_任务 A_
请从下面这篇讲数据流算法的摘录里，把从“越新的点，$n-r$ 越小，权重越大；越旧的点，权重指数衰减。”一直到“时，把 $h_1(x),\cdots,h_w(x)$ 对应位置置为 1。”的那一段原样抄下来。
_任务 B_
根据下面这篇讲数据流算法的摘录，回答以下问题：
(i) Bloom filter 可能出现哪种误判，又不会出现哪种误判？
(ii) Count-Min Sketch 查询频率时为什么取最小值？
(iii) Flajolet-Martin 估计里的 $\phi$ 取值是多少？

_摘录原文_
越新的点，$n-r$ 越小，权重越大；越旧的点，权重指数衰减。

Bloom Filter

Bloom filter 用于 set-membership query：

Given an element $y$, has it ever occurred in the stream?

结构：

一个长度为 $m$ 的 bit array。
$w$ 个 independent hash functions。
插入元素 $x$ 时，把 $h_1(x),\cdots,h_w(x)$ 对应位置置为 1。

查询：

如果任意一个对应 bit 为 0，则 $y$ 一定没出现过。
如果所有对应 bit 都为 1，则报告 $y$ 出现过。

关键性质：

False positives are possible, but false negatives are not.

中文说明：

Bloom filter 可能把没出现过的元素误判为出现过，因为 hash collision 会让对应 bits 都变成 1；但如果某个 bit 是 0，它一定没出现过。

Count-Min Sketch

Count-Min Sketch 用于 count-based summary。

结构：

一个 $w \times m$ 的二维数组。
每一行对应一个 hash function。

更新：

对每个 incoming element $x$，在每一行更新：

$C[i,h_i(x)] \leftarrow C[i,h_i(x)] + 1$

查询元素 $y$ 的频率：

$\hat{G}(y)=\min_i C[i,h_i(y)]$

为什么取 minimum：

hash collision 只会让计数变大，不会变小。
minimum 是多个 overestimate 中最紧的估计。

应用：

Frequent elements / heavy hitters
Join size estimation
Quantiles
Massive-domain counting

AMS Sketch

AMS sketch 用于估计 stream 的 second-order moment：

$F_2=\sum_{i=1}^{n} f_i^2$

在 massive-domain 场景中，无法维护所有 distinct elements 的精确频率，AMS sketch 用随机 ${-1,1}$ hash values 构造估计量。

关键结论：

$F_2 = E[Q^2]$

AMS 的意义是：不用存所有 $f_i$，也能估计频率分布的二阶统计量。

Flajolet-Martin Algorithm

Flajolet-Martin 用于 distinct element counting。

思想：

对 stream element $x$ 计算 hash value $h(x)$。
看 $h(x)$ 二进制表示中 rightmost 1 的位置，也就是 trailing zeros 的数量。
维护所有元素中的最大值 $R_{max}$。

估计：

$E[R_{max}] = \log_2(\phi n), \quad \phi=0.77351$

因此：

$\hat{n} \approx \frac{2^{R_{max}}}{\phi}$

直觉是：能看到很多 trailing zeros 的 hash value 是低概率事件；如果它出现了，说明 distinct elements 数量可能很大。

_清单_

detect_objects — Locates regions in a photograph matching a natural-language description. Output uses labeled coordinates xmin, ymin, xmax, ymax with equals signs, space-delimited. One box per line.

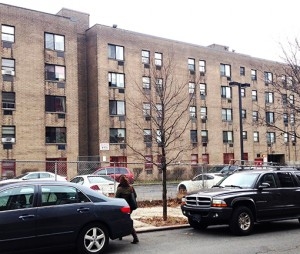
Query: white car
xmin=1 ymin=171 xmax=67 ymax=183
xmin=177 ymin=173 xmax=224 ymax=195
xmin=70 ymin=175 xmax=119 ymax=196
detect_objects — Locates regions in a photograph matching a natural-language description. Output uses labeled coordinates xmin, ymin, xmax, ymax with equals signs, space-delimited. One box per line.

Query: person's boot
xmin=131 ymin=229 xmax=139 ymax=244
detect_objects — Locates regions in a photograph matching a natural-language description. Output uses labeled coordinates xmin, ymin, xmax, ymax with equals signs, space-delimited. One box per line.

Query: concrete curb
xmin=135 ymin=224 xmax=190 ymax=233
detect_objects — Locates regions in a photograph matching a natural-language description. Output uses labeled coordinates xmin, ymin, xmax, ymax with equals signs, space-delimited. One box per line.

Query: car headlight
xmin=211 ymin=199 xmax=227 ymax=207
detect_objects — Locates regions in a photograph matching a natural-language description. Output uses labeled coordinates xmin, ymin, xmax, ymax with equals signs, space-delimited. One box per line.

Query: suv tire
xmin=229 ymin=206 xmax=254 ymax=236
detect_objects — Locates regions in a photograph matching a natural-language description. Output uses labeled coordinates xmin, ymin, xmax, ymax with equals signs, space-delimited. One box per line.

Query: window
xmin=41 ymin=185 xmax=90 ymax=206
xmin=282 ymin=113 xmax=289 ymax=125
xmin=0 ymin=185 xmax=34 ymax=210
xmin=1 ymin=58 xmax=15 ymax=76
xmin=267 ymin=132 xmax=275 ymax=144
xmin=264 ymin=71 xmax=273 ymax=84
xmin=221 ymin=86 xmax=231 ymax=99
xmin=45 ymin=64 xmax=66 ymax=81
xmin=145 ymin=155 xmax=153 ymax=169
xmin=109 ymin=100 xmax=125 ymax=116
xmin=199 ymin=83 xmax=206 ymax=96
xmin=265 ymin=92 xmax=274 ymax=103
xmin=252 ymin=90 xmax=257 ymax=101
xmin=190 ymin=106 xmax=197 ymax=118
xmin=108 ymin=72 xmax=125 ymax=88
xmin=251 ymin=70 xmax=257 ymax=80
xmin=240 ymin=66 xmax=245 ymax=76
xmin=144 ymin=129 xmax=152 ymax=143
xmin=1 ymin=25 xmax=15 ymax=42
xmin=252 ymin=111 xmax=258 ymax=122
xmin=242 ymin=109 xmax=247 ymax=119
xmin=45 ymin=95 xmax=66 ymax=113
xmin=223 ymin=131 xmax=233 ymax=143
xmin=191 ymin=154 xmax=198 ymax=166
xmin=45 ymin=33 xmax=65 ymax=51
xmin=220 ymin=64 xmax=231 ymax=77
xmin=46 ymin=127 xmax=67 ymax=143
xmin=281 ymin=94 xmax=287 ymax=105
xmin=154 ymin=52 xmax=162 ymax=66
xmin=143 ymin=103 xmax=151 ymax=117
xmin=156 ymin=130 xmax=162 ymax=145
xmin=2 ymin=92 xmax=16 ymax=110
xmin=2 ymin=125 xmax=16 ymax=138
xmin=199 ymin=60 xmax=206 ymax=74
xmin=289 ymin=94 xmax=295 ymax=105
xmin=108 ymin=44 xmax=124 ymax=61
xmin=222 ymin=108 xmax=232 ymax=121
xmin=109 ymin=128 xmax=126 ymax=144
xmin=201 ymin=130 xmax=208 ymax=143
xmin=155 ymin=104 xmax=162 ymax=119
xmin=266 ymin=112 xmax=275 ymax=124
xmin=188 ymin=58 xmax=195 ymax=71
xmin=241 ymin=87 xmax=246 ymax=97
xmin=190 ymin=130 xmax=198 ymax=143
xmin=253 ymin=131 xmax=259 ymax=142
xmin=142 ymin=50 xmax=150 ymax=64
xmin=276 ymin=172 xmax=295 ymax=188
xmin=290 ymin=113 xmax=295 ymax=125
xmin=283 ymin=132 xmax=289 ymax=143
xmin=200 ymin=107 xmax=207 ymax=120
xmin=189 ymin=82 xmax=195 ymax=95
xmin=155 ymin=78 xmax=163 ymax=94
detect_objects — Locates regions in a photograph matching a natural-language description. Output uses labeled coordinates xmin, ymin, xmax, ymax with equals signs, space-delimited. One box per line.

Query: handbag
xmin=129 ymin=190 xmax=138 ymax=211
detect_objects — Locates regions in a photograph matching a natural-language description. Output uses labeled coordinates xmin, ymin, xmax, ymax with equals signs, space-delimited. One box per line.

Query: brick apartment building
xmin=0 ymin=4 xmax=299 ymax=179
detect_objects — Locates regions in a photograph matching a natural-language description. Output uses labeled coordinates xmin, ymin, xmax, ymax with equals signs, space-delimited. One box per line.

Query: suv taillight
xmin=90 ymin=185 xmax=100 ymax=190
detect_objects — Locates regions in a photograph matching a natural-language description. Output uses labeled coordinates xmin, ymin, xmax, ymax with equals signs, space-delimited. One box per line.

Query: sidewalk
xmin=131 ymin=206 xmax=189 ymax=233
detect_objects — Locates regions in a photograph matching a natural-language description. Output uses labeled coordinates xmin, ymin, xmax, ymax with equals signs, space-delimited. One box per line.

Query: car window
xmin=42 ymin=185 xmax=90 ymax=206
xmin=258 ymin=173 xmax=276 ymax=188
xmin=277 ymin=172 xmax=295 ymax=188
xmin=24 ymin=173 xmax=39 ymax=180
xmin=0 ymin=186 xmax=34 ymax=211
xmin=70 ymin=176 xmax=84 ymax=184
xmin=40 ymin=172 xmax=52 ymax=178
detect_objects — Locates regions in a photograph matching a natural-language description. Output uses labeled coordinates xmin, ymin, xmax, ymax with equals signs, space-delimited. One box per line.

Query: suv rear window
xmin=277 ymin=172 xmax=295 ymax=187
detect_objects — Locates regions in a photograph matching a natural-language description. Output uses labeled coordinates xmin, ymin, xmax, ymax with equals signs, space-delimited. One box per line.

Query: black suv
xmin=181 ymin=170 xmax=300 ymax=235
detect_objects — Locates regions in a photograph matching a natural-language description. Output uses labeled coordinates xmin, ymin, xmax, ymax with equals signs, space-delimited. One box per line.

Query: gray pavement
xmin=131 ymin=206 xmax=189 ymax=233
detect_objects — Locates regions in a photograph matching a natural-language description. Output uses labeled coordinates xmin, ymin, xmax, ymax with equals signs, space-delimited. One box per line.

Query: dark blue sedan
xmin=0 ymin=181 xmax=133 ymax=254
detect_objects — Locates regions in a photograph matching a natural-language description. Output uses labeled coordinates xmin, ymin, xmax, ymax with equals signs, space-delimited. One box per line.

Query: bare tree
xmin=126 ymin=52 xmax=195 ymax=220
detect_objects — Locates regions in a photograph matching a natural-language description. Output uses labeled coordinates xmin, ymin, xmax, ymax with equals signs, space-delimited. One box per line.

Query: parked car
xmin=208 ymin=165 xmax=239 ymax=175
xmin=181 ymin=169 xmax=300 ymax=235
xmin=93 ymin=167 xmax=134 ymax=184
xmin=177 ymin=173 xmax=223 ymax=195
xmin=1 ymin=171 xmax=67 ymax=183
xmin=0 ymin=181 xmax=133 ymax=254
xmin=70 ymin=175 xmax=118 ymax=196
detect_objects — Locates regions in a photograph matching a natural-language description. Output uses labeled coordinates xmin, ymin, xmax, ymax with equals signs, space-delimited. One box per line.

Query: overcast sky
xmin=0 ymin=0 xmax=300 ymax=61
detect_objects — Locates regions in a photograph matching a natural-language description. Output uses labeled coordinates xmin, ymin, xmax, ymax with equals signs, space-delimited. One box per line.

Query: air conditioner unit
xmin=2 ymin=137 xmax=16 ymax=143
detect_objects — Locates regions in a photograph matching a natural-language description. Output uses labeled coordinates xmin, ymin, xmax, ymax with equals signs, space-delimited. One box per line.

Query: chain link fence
xmin=0 ymin=158 xmax=299 ymax=182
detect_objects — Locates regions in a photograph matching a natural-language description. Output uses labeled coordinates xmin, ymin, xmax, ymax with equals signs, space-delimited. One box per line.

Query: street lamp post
xmin=229 ymin=81 xmax=250 ymax=164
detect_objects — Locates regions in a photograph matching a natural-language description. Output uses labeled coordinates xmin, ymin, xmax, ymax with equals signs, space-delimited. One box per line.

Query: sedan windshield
xmin=219 ymin=173 xmax=259 ymax=188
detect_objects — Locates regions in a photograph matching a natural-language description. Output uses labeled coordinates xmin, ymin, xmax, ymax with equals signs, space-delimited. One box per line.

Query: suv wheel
xmin=77 ymin=224 xmax=109 ymax=254
xmin=229 ymin=206 xmax=254 ymax=236
xmin=188 ymin=218 xmax=208 ymax=230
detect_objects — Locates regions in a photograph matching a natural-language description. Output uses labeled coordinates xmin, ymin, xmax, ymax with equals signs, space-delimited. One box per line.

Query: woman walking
xmin=116 ymin=175 xmax=139 ymax=244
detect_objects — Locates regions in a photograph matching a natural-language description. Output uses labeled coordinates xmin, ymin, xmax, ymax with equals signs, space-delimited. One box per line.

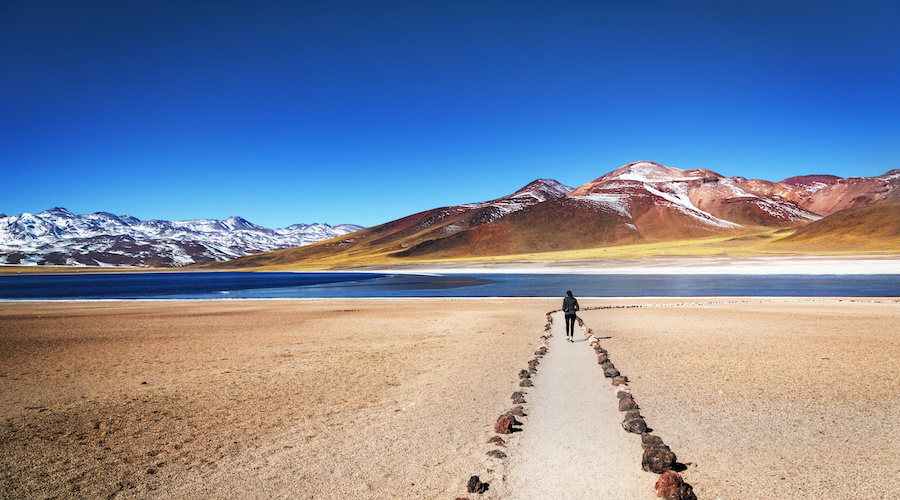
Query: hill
xmin=204 ymin=161 xmax=900 ymax=269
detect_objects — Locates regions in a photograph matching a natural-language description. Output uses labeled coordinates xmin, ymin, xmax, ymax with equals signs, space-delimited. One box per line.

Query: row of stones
xmin=578 ymin=316 xmax=697 ymax=500
xmin=457 ymin=313 xmax=553 ymax=494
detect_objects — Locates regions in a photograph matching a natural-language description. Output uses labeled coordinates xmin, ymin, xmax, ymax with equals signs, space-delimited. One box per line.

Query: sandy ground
xmin=0 ymin=299 xmax=556 ymax=498
xmin=581 ymin=299 xmax=900 ymax=499
xmin=498 ymin=314 xmax=656 ymax=500
xmin=0 ymin=299 xmax=900 ymax=499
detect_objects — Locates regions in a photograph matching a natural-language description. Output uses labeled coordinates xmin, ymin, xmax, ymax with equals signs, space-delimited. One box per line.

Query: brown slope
xmin=771 ymin=202 xmax=900 ymax=252
xmin=569 ymin=161 xmax=818 ymax=229
xmin=801 ymin=170 xmax=900 ymax=215
xmin=207 ymin=179 xmax=571 ymax=268
xmin=392 ymin=198 xmax=640 ymax=259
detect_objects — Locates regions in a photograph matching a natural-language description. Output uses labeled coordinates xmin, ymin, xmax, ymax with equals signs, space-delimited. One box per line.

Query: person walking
xmin=563 ymin=290 xmax=581 ymax=342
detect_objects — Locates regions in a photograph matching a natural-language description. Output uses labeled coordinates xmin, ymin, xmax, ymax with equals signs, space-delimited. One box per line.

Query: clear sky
xmin=0 ymin=0 xmax=900 ymax=227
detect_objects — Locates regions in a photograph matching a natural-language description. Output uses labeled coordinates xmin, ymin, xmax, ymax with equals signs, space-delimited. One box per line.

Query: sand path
xmin=507 ymin=314 xmax=656 ymax=499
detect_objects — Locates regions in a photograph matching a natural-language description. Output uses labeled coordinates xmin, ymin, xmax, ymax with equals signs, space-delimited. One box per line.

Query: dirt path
xmin=504 ymin=315 xmax=656 ymax=499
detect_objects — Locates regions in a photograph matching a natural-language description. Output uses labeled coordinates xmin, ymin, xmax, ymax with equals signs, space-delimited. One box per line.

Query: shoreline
xmin=0 ymin=297 xmax=900 ymax=500
xmin=0 ymin=254 xmax=900 ymax=276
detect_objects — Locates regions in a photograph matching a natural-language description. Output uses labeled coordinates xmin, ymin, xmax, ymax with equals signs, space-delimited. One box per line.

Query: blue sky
xmin=0 ymin=0 xmax=900 ymax=227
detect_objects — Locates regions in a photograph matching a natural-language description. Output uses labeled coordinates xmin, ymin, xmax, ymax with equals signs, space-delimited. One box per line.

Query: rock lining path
xmin=503 ymin=313 xmax=657 ymax=499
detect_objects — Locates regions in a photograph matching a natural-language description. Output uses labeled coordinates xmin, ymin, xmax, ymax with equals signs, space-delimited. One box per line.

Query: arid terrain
xmin=0 ymin=299 xmax=900 ymax=499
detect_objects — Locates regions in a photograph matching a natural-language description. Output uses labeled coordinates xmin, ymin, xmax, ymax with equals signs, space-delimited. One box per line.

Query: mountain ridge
xmin=0 ymin=207 xmax=362 ymax=267
xmin=207 ymin=161 xmax=900 ymax=269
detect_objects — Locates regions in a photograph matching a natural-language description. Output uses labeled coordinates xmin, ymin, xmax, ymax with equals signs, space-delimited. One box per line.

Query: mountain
xmin=216 ymin=179 xmax=572 ymax=268
xmin=800 ymin=169 xmax=900 ymax=215
xmin=771 ymin=202 xmax=900 ymax=251
xmin=215 ymin=161 xmax=900 ymax=268
xmin=395 ymin=162 xmax=819 ymax=258
xmin=0 ymin=207 xmax=362 ymax=267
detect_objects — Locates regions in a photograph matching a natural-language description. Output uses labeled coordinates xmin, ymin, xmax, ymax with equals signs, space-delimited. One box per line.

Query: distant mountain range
xmin=0 ymin=208 xmax=362 ymax=267
xmin=216 ymin=161 xmax=900 ymax=268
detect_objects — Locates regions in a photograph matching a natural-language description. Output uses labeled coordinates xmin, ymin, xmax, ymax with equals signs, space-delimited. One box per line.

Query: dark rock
xmin=641 ymin=434 xmax=664 ymax=450
xmin=625 ymin=410 xmax=643 ymax=420
xmin=665 ymin=483 xmax=697 ymax=500
xmin=641 ymin=448 xmax=675 ymax=474
xmin=654 ymin=470 xmax=684 ymax=498
xmin=466 ymin=476 xmax=489 ymax=495
xmin=619 ymin=397 xmax=638 ymax=411
xmin=622 ymin=418 xmax=647 ymax=434
xmin=492 ymin=415 xmax=513 ymax=436
xmin=600 ymin=361 xmax=619 ymax=378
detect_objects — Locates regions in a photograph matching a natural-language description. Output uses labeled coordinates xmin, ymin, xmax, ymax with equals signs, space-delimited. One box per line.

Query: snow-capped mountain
xmin=0 ymin=208 xmax=363 ymax=266
xmin=569 ymin=161 xmax=821 ymax=233
xmin=223 ymin=161 xmax=900 ymax=269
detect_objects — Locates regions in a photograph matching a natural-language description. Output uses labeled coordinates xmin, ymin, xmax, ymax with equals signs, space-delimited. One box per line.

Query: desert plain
xmin=0 ymin=297 xmax=900 ymax=500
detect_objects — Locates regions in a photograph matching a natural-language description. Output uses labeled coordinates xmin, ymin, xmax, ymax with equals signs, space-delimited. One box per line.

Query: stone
xmin=622 ymin=418 xmax=647 ymax=434
xmin=625 ymin=410 xmax=644 ymax=420
xmin=600 ymin=361 xmax=620 ymax=378
xmin=466 ymin=476 xmax=490 ymax=495
xmin=492 ymin=415 xmax=513 ymax=436
xmin=665 ymin=483 xmax=697 ymax=500
xmin=654 ymin=470 xmax=684 ymax=498
xmin=641 ymin=448 xmax=675 ymax=474
xmin=619 ymin=397 xmax=638 ymax=411
xmin=641 ymin=434 xmax=664 ymax=450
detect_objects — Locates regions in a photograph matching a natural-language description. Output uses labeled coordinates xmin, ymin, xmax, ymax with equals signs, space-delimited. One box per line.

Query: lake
xmin=0 ymin=272 xmax=900 ymax=300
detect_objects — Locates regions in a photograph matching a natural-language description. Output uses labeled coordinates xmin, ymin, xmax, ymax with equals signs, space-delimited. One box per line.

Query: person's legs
xmin=566 ymin=316 xmax=575 ymax=338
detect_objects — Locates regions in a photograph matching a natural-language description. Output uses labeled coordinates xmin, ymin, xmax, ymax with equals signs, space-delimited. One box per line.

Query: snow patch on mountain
xmin=0 ymin=207 xmax=363 ymax=266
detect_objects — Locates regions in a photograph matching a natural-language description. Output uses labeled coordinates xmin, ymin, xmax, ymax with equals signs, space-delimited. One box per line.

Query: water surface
xmin=0 ymin=272 xmax=900 ymax=300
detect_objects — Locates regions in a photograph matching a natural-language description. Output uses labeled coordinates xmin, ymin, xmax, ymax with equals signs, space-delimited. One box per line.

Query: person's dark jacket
xmin=563 ymin=297 xmax=581 ymax=316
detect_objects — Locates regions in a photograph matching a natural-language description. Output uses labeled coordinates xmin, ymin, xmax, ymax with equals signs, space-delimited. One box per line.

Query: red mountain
xmin=206 ymin=161 xmax=900 ymax=267
xmin=210 ymin=179 xmax=572 ymax=267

_最终答案 A_
越新的点，$n-r$ 越小，权重越大；越旧的点，权重指数衰减。

Bloom Filter

Bloom filter 用于 set-membership query：

Given an element $y$, has it ever occurred in the stream?

结构：

一个长度为 $m$ 的 bit array。
$w$ 个 independent hash functions。
插入元素 $x$ 时，把 $h_1(x),\cdots,h_w(x)$ 对应位置置为 1。

_最终答案 B_
(i) 可能出现 false positive，也就是把没出现过的元素误判为出现过；不会出现 false negative。
(ii) 因为 hash collision 只会让计数变大，不会变小，最小值是多个高估值中最紧的估计。
(iii) 0.77351。